SUPPLIED PASSAGE
The list of examples of personal information under section 2(1) is not exhaustive.  Therefore, information that does not fall under paragraphs (a) to (h) may still qualify as personal information [Order 11].

 

To qualify as personal information, the information must be about the individual in a personal capacity.  As a general rule, information associated with an individual in a professional, official or business capacity will not be considered to be “about” the individual [Orders P-257, P-427, P-1412, P-1621, R-980015, MO-1550-F, PO-2225].  However, even if information relates to an individual in a professional, official or business capacity, it may still qualify as personal information if the information reveals something of a personal nature about the individual [Orders P-1409, R-980015, PO-2225].

 

In addition, to qualify as personal information, it must be reasonable to expect that an individual may be identified if the information is disclosed [Order PO-1880, upheld on judicial review in Ontario (Attorney General) v. Pascoe, [2002] O.J. No. 4300 (C.A.)].

 

The Ministry’s representations refer to paragraphs (a), (b), (d), (e), (g) and (h) of the definition of “personal information” set out above, and state that the records at issue contain these types of personal information relating to the appellant and other identifiable individuals.  The appellant does not directly address the issue of whether the records contain personal information.

 

Analysis and findings

 

I must determine whether the records at issue contain “personal information” as that term is defined in section 2(1) of the Act and, if so, to whom it relates. 

 

The records at issue set out the information gathered by the Police for the purpose of investigating a complaint involving the appellant and others.  The Police disclosed portions of two pages of the records, and withheld the remaining portions of the records. 

 

I have carefully reviewed the records at issue.

 

To begin with, I am satisfied that the records contain the personal information of the appellant.  The records relate to a complaint made involving the appellant and, using the record-by-record analysis of the records at issue (see Order M-352), these records contain the personal information of the appellant.  This information falls within paragraphs (d) and (h) of the definition of “personal information” in section 2(1) of the Act, because they include the appellant’s name, address and telephone number as well as the appellant’s name along with other personal information about her.

 

Furthermore, I am satisfied that the withheld portions of the records contain the personal information of identifiable individuals other than the appellant.  This information includes the marital or family status of some individuals (paragraph (a)), their names, addresses and telephone numbers (paragraph (d)), and their names where they appear with other personal information relating to them (paragraph (h)).

 

DISCRETION TO REFUSE ACCESS TO APPELLANT’S OWN PERSONAL INFORMATION/INVASION OF PRIVACY

 

Section 47(1) of the Act gives individuals a general right of access to their own personal information held by an institution.  Section 49 provides a number of exceptions to this general right of access, including section 49(b).  Section 49(b) introduces a balancing principle that must be applied by institutions where a record contains the personal information of both the requester and another individual.  In this case, the Ministry must look at the information and weigh the appellant’s right of access to her own personal information against the other individuals’ right to the protection of their privacy.  If the Ministry determines that release of the information would constitute an unjustified invasion of the personal privacy of others, then section 49(b) gives the Ministry the discretion to deny access to the appellant’s personal information.

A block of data
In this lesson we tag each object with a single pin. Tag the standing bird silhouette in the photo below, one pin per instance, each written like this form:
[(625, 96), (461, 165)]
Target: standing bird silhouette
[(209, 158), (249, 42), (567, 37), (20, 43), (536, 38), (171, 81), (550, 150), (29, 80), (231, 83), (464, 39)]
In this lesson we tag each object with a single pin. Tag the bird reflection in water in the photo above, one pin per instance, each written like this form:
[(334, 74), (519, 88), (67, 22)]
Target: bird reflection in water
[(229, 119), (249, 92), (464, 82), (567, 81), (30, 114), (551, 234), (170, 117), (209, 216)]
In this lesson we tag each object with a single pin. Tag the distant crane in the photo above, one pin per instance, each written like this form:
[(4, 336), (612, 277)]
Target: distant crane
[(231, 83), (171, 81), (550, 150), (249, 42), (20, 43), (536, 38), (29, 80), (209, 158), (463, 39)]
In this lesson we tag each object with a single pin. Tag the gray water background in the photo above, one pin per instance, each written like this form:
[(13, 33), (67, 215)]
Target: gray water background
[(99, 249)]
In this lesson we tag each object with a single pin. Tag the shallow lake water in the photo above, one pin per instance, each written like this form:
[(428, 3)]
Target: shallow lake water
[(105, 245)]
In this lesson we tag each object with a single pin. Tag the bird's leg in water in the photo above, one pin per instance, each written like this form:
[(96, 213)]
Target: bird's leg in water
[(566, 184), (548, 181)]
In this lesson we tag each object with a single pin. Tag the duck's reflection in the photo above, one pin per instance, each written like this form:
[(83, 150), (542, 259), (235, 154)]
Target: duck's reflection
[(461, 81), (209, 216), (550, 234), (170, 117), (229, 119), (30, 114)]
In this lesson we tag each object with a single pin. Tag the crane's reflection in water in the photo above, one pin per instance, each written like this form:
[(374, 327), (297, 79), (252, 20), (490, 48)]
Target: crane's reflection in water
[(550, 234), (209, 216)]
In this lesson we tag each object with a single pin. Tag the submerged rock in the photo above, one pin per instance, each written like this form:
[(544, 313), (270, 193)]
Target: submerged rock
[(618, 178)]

EXERCISE TASKS
**1)** Condense the paragraph of the privacy decision above that begins "Section 47(1) of the Act gives individuals" into a short list that keeps its main facts.
**2)** According to the privacy decision above, why does the appellant's information fall within paragraphs (d) and (h) of the definition of "personal information"? Answer in one to three sentences.
**3)** Based on the privacy decision above, do these statements agree with it? Answer yes or no for each, quoting the deciding words. (a) The list of examples of personal information under section 2(1) is exhaustive. (b) The appellant directly addresses whether the records contain personal information. (c) The Police disclosed portions of two pages of the records.

OUTPUTS IN ORDER
**1)**
- Section 47(1) gives individuals a general right of access to their own personal information held by an institution.
- Section 49 lists exceptions to this right, including section 49(b).
- Section 49(b) requires a balancing where a record contains the personal information of both the requester and another individual.
- Here, the Ministry must weigh the appellant's right of access against the other individuals' right to privacy.
- If release would be an unjustified invasion of others' privacy, section 49(b) lets the Ministry deny access to the appellant's personal information.

**2)** The appellant's information falls within those paragraphs because the records include her name, address and telephone number. They also include her name along with other personal information about her.

**3)**
(a) No: "The list of examples of personal information under section 2(1) is not exhaustive."
(b) No: "The appellant does not directly address the issue of whether the records contain personal information."
(c) Yes: "The Police disclosed portions of two pages of the records"